BEGIN Page text
Putting aside the environmental considerations, folks may consider a hybrid solution. Do the maths to see whether installing a ASHP sized to heat your home in the ‘shoulder’ months, and keeping your existing carbon source to do the winter heavy lifting and hot water. Manufacturers like panasonic have a module on their ASHP that will determine which heat source to use based on air temp and your preferred inputs.

There are obvious power savings/ chunky cost avoidance as readers will see in above posts as ASHPs are just not that great below 5-7c.
There is also a capital outlay saving in not buying a larger ASHP.
Plus larger ASHP are not as efficient as smaller units. There are new 5kw units getting pretty much 5 COP @ 7c….there are no 12-16kw units getting near that…closer to 4 COP…so a 20% performance delta.
There are other benefits in that existing hot water infrastructure can be retained (ASHP-compatible cylinders are expensive - I don’t think there’s an economic pay back on these!) plus no need to spend incremental electricity on getting water temps up as ASHP require a lot of electricity to produce higher water temps.
You may well find the govt subsidy just isn’t worth it when you factor in all these dimensions.
END Page text
§ **Written task 1**
Locate every line in the entries below that contains the string "flag", treating case as significant, and copy each such line.
BEGIN Provided information
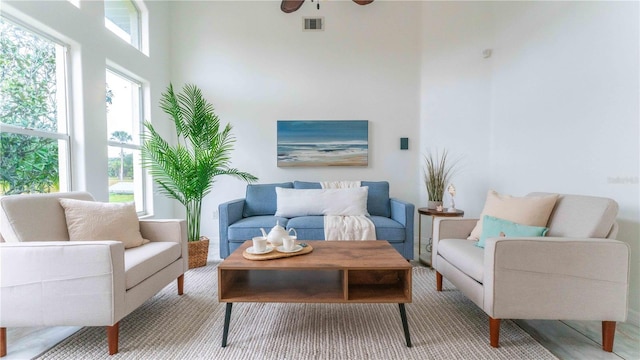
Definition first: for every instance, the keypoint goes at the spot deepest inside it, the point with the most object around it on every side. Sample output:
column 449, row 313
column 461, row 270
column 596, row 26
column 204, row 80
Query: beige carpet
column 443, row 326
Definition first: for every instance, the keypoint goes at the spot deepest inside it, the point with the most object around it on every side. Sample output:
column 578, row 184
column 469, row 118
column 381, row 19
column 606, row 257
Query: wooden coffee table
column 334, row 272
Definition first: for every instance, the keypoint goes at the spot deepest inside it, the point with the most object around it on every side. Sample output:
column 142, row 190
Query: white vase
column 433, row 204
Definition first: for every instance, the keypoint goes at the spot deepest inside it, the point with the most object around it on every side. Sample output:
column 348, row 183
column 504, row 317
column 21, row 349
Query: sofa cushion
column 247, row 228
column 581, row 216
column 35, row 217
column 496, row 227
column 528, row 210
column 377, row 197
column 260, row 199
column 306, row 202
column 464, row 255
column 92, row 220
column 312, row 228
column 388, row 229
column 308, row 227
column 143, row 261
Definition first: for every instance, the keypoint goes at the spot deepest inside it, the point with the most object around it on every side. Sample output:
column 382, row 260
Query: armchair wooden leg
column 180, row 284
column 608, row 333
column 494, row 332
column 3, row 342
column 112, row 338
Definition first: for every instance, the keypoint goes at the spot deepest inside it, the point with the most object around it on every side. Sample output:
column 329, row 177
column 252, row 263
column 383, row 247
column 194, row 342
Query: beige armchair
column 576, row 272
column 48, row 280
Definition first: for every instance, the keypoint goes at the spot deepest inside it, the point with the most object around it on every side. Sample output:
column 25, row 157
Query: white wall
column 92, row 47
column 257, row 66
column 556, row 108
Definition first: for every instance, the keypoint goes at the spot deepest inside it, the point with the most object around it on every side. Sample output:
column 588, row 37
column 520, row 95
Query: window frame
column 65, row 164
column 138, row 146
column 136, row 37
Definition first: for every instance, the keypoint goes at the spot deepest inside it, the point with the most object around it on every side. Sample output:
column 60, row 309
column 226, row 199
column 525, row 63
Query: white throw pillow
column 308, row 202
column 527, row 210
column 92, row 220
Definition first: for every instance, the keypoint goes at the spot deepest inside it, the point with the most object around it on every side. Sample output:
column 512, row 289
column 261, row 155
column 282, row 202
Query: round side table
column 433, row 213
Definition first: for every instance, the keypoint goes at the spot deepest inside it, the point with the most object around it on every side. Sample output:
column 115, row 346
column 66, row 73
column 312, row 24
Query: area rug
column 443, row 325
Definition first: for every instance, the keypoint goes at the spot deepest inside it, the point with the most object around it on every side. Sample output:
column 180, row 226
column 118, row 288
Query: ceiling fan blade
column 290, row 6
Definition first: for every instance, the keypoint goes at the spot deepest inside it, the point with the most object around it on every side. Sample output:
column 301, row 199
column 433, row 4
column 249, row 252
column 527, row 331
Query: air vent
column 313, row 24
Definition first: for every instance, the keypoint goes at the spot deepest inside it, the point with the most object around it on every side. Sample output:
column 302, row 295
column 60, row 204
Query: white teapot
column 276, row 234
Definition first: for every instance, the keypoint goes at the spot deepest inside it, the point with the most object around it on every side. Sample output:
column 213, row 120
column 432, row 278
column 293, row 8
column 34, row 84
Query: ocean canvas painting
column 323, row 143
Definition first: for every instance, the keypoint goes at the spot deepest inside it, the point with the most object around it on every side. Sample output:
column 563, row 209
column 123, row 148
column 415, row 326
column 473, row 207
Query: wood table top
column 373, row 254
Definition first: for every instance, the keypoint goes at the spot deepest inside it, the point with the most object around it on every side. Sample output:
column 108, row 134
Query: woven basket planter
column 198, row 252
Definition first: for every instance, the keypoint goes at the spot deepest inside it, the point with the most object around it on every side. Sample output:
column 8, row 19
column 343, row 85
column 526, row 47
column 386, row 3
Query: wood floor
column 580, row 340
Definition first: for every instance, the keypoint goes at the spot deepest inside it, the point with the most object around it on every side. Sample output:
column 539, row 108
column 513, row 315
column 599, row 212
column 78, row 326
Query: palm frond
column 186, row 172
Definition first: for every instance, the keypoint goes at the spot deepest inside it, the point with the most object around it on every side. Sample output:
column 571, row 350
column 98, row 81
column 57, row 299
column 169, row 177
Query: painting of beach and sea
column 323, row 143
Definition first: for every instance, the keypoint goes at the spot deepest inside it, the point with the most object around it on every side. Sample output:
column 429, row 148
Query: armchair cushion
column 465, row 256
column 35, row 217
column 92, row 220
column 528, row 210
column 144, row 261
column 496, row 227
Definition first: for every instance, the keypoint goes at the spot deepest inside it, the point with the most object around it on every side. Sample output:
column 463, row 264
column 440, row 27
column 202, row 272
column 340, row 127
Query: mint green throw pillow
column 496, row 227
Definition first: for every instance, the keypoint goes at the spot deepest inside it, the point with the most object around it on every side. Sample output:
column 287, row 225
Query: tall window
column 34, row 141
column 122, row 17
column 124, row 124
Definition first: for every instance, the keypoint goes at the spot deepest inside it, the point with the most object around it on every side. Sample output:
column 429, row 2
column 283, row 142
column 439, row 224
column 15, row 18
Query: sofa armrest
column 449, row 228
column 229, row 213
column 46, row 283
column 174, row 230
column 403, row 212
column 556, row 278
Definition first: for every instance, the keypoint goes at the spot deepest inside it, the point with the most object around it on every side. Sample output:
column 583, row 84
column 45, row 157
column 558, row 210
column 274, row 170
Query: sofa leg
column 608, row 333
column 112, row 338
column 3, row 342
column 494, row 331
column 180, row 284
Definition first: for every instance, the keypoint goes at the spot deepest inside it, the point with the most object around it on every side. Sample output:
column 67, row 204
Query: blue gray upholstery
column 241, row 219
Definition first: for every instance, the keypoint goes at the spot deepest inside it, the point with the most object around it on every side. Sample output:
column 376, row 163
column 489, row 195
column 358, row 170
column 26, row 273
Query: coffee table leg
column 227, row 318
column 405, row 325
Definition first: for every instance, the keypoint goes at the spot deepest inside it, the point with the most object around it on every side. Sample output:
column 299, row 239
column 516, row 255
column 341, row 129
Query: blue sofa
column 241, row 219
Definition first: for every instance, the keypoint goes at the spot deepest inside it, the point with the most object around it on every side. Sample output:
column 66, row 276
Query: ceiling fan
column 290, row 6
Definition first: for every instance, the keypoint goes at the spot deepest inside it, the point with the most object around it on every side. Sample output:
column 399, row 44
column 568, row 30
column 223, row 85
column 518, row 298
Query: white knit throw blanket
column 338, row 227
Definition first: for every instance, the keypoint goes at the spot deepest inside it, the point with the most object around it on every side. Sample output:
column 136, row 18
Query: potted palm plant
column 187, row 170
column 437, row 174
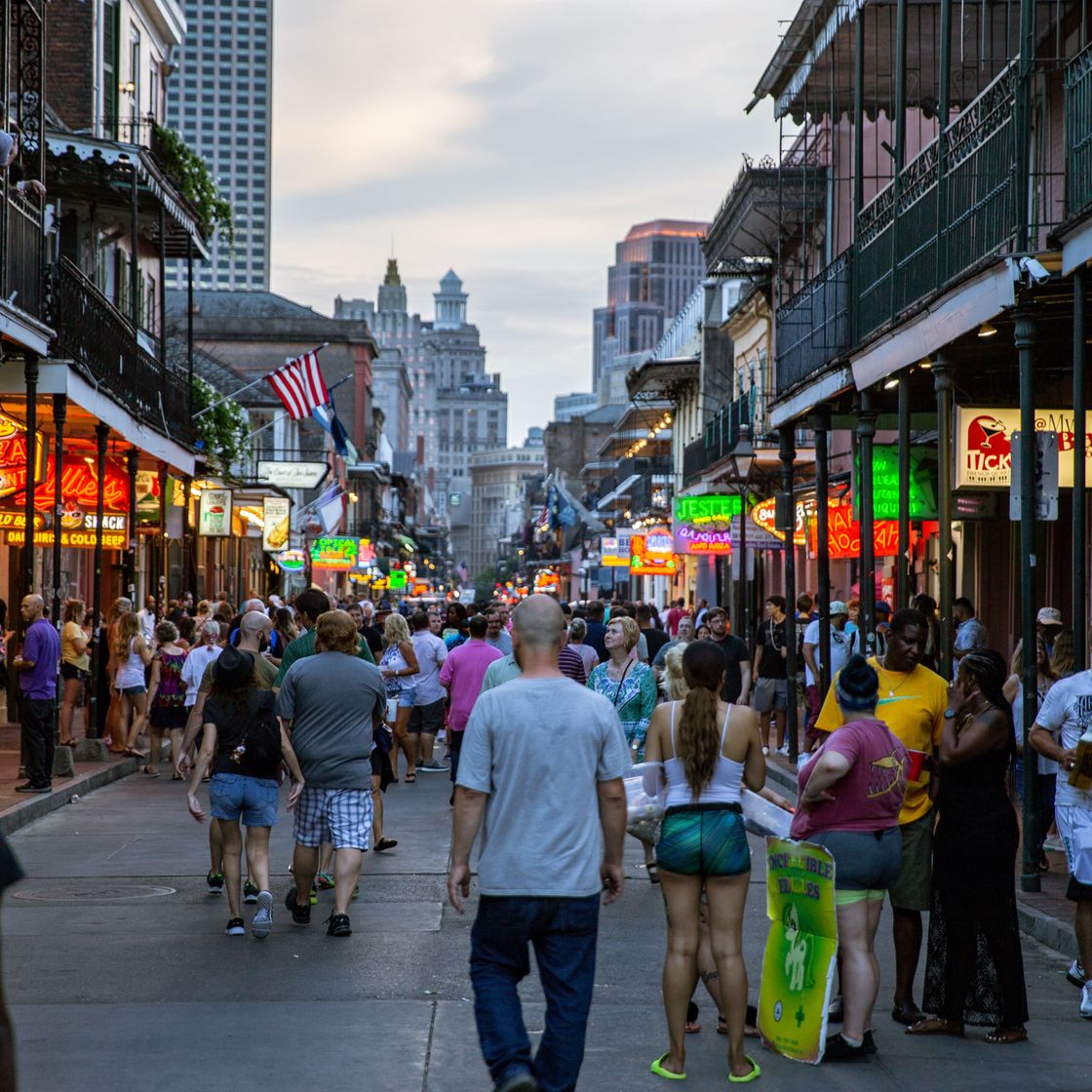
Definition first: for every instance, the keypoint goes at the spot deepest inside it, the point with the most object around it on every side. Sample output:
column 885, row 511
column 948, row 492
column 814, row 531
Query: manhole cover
END Provided information
BEGIN Provided information
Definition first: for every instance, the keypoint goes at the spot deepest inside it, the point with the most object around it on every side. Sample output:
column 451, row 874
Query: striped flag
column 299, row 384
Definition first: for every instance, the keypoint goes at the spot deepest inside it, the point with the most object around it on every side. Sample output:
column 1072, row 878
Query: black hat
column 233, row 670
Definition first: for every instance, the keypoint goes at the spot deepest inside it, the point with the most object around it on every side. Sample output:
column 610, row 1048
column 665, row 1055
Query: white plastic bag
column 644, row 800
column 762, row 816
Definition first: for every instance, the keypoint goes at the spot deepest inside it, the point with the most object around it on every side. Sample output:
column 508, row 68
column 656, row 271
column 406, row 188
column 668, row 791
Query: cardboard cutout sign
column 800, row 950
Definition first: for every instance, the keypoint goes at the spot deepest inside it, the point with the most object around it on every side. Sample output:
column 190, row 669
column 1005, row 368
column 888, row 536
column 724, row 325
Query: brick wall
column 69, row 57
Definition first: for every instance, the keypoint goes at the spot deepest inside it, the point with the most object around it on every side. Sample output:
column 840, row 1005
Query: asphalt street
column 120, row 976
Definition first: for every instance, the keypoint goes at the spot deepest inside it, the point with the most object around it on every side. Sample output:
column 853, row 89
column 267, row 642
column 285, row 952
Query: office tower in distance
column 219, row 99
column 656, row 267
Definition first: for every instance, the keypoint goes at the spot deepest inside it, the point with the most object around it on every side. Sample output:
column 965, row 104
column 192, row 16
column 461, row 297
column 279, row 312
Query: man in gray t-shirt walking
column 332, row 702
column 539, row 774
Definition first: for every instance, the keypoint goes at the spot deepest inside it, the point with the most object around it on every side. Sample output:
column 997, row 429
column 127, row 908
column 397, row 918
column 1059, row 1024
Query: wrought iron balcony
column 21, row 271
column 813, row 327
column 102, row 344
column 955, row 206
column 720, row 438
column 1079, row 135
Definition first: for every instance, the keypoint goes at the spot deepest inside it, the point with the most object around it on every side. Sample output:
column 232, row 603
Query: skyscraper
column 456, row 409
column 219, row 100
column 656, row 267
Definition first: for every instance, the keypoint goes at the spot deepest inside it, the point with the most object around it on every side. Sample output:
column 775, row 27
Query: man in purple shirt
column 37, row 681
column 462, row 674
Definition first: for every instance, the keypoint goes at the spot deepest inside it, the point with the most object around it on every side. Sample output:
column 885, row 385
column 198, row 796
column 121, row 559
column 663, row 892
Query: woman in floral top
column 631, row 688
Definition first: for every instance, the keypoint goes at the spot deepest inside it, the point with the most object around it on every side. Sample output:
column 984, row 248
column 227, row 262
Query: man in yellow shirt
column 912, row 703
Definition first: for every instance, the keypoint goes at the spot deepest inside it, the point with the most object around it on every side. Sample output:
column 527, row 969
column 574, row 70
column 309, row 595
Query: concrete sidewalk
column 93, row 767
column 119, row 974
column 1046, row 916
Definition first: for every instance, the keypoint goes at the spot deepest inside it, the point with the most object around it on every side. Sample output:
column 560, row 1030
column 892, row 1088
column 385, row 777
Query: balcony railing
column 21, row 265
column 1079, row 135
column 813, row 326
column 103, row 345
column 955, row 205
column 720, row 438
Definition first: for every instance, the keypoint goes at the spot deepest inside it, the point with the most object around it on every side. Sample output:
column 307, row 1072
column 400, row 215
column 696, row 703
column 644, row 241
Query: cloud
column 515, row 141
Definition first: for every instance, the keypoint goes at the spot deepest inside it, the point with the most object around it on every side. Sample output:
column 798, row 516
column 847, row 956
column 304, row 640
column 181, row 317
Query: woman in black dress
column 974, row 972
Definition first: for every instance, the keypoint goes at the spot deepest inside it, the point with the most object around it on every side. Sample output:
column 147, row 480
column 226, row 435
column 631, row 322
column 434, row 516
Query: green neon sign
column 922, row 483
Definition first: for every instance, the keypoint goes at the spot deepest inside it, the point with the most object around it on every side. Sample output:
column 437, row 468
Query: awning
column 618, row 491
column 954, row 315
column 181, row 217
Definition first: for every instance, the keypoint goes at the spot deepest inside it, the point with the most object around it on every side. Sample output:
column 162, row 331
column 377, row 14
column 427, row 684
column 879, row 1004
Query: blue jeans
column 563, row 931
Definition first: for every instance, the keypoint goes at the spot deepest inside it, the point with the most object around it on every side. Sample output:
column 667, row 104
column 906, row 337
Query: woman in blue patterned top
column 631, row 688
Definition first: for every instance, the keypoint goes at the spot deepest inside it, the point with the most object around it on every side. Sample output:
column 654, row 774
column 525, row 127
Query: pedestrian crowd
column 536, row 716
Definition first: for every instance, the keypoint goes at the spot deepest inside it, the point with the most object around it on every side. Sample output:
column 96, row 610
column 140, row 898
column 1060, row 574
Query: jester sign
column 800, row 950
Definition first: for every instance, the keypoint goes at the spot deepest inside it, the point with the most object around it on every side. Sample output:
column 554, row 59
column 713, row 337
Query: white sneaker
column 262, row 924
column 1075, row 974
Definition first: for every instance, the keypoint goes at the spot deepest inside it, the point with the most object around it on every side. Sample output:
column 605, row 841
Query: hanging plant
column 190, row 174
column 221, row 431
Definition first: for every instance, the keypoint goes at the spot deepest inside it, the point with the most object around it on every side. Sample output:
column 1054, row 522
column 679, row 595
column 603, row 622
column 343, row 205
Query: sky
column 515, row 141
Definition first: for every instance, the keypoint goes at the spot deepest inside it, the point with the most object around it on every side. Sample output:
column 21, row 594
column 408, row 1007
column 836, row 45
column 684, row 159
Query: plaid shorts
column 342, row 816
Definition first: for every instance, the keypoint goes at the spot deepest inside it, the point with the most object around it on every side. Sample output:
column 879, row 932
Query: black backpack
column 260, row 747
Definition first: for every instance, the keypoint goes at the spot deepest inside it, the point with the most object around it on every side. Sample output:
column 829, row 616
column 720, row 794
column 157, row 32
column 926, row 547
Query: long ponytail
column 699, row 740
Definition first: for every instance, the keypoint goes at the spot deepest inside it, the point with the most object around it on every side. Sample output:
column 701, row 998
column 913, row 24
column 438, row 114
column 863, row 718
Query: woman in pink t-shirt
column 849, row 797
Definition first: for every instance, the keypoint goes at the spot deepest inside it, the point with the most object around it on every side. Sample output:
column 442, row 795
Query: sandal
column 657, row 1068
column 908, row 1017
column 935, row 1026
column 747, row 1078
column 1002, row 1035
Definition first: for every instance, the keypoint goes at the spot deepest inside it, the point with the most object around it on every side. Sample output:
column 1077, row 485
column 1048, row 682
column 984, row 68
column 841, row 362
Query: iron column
END Provided information
BEGIN Provided information
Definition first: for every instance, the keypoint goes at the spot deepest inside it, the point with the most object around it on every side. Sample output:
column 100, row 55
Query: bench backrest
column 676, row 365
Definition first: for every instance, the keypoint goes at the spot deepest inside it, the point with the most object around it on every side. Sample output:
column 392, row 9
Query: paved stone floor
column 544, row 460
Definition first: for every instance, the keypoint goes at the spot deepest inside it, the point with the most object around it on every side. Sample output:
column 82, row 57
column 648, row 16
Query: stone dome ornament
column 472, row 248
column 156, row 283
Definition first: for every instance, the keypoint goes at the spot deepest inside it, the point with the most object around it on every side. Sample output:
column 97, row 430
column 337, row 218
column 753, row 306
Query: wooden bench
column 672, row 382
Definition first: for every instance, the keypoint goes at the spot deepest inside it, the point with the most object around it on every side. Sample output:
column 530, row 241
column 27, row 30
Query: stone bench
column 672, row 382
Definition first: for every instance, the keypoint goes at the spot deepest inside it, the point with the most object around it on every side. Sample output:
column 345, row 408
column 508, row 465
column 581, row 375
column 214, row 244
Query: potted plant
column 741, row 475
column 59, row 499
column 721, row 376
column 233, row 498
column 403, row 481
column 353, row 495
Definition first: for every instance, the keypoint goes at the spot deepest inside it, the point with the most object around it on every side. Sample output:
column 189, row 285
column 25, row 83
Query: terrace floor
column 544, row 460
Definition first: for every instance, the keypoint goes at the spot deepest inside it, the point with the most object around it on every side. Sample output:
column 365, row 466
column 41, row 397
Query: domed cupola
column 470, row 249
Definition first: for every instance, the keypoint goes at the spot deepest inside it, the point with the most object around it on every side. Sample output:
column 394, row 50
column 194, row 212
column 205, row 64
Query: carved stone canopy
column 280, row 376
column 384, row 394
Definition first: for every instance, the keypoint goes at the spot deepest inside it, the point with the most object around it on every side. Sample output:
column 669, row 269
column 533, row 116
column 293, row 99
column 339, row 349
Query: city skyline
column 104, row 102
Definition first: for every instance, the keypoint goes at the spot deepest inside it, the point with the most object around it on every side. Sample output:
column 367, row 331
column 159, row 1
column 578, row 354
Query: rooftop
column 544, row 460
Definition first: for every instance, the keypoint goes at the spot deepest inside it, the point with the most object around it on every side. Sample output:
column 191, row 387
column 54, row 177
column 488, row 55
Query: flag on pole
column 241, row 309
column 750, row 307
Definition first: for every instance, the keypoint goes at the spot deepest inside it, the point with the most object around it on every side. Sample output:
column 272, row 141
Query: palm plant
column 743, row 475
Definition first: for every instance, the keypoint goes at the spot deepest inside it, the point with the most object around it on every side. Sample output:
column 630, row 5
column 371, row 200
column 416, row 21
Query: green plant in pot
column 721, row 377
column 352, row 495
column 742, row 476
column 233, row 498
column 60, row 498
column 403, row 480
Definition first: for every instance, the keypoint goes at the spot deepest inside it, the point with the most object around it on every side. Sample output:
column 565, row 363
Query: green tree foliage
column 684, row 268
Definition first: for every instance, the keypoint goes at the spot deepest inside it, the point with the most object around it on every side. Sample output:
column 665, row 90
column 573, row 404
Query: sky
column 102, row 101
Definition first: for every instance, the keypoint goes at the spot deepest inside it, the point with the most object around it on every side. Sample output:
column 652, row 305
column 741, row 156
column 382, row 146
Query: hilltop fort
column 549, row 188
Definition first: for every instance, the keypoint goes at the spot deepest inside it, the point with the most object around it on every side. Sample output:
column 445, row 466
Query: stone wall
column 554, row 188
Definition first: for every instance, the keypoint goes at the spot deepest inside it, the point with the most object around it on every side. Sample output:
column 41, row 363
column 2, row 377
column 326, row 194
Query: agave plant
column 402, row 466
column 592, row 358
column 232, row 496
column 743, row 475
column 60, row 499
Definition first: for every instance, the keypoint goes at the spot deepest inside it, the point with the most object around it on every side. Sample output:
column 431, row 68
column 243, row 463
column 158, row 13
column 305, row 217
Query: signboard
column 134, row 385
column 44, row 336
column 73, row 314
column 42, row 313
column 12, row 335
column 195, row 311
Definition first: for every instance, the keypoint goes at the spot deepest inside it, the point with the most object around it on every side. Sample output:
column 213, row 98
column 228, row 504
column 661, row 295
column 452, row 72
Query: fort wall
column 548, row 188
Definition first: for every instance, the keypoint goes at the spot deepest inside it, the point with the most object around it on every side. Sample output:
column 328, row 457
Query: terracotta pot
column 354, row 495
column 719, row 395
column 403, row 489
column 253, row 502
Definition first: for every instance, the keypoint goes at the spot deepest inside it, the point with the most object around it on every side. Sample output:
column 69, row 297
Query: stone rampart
END Provided information
§ **Written task 2**
In the heat pump post above, change "capital outlay" to "upfront cost" and give the passage again, starting with "There are obvious" and going on through "higher water temps.".

§ **Problem solution 1**
Query: striped flag
Query: flag on pole

§ **Problem solution 2**
There are obvious power savings/ chunky cost avoidance as readers will see in above posts as ASHPs are just not that great below 5-7c.
There is also a upfront cost saving in not buying a larger ASHP.
Plus larger ASHP are not as efficient as smaller units. There are new 5kw units getting pretty much 5 COP @ 7c….there are no 12-16kw units getting near that…closer to 4 COP…so a 20% performance delta.
There are other benefits in that existing hot water infrastructure can be retained (ASHP-compatible cylinders are expensive - I don’t think there’s an economic pay back on these!) plus no need to spend incremental electricity on getting water temps up as ASHP require a lot of electricity to produce higher water temps.